Set exercise → How many lines in the records contain the word "Target"? Reply with the number only.

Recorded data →
★ ★ ★ ★ ★ ★ ★

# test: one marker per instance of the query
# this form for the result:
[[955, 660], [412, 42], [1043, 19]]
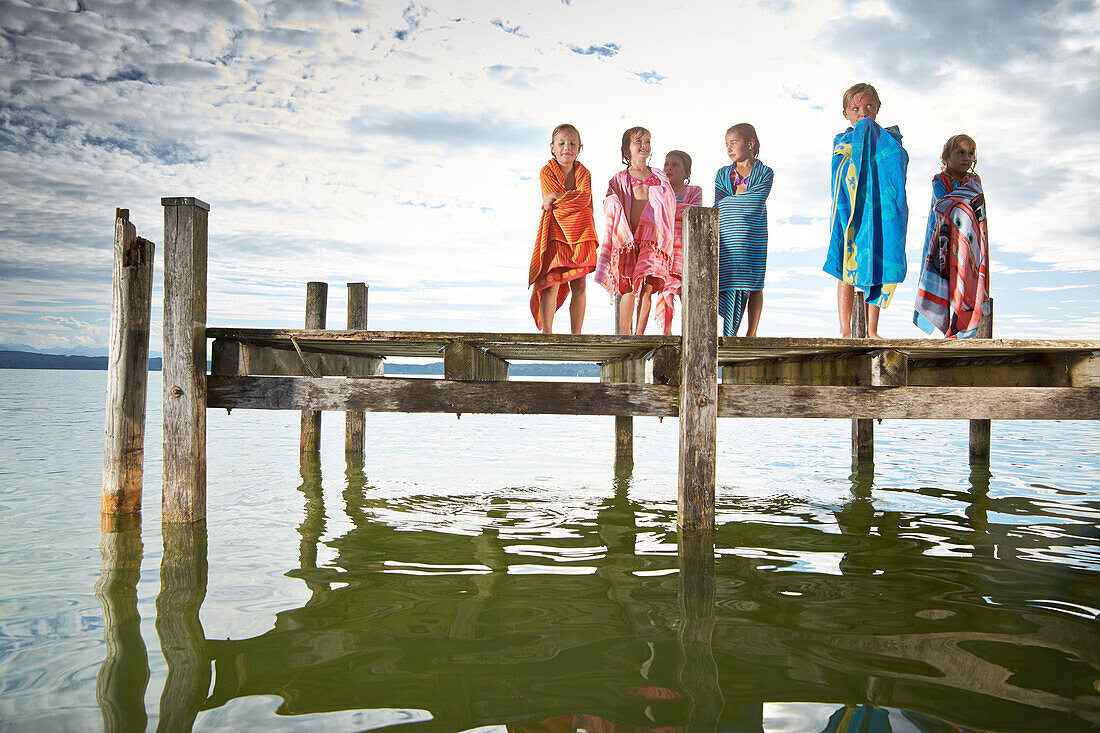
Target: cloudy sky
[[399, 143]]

★ ★ ★ ★ ★ ★ ★

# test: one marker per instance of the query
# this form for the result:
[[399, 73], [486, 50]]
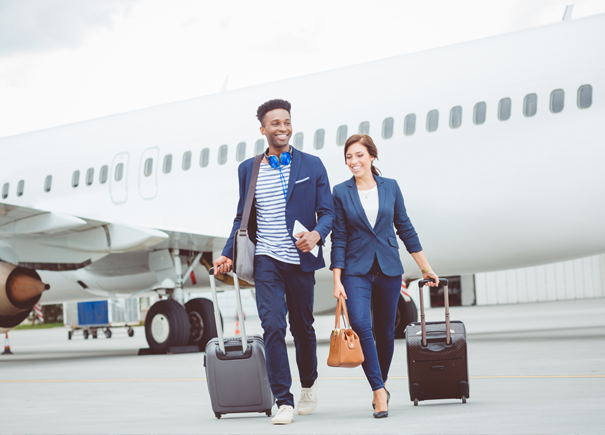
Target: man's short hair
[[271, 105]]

★ ★ ★ ★ ★ ★ ★

Written reply → 2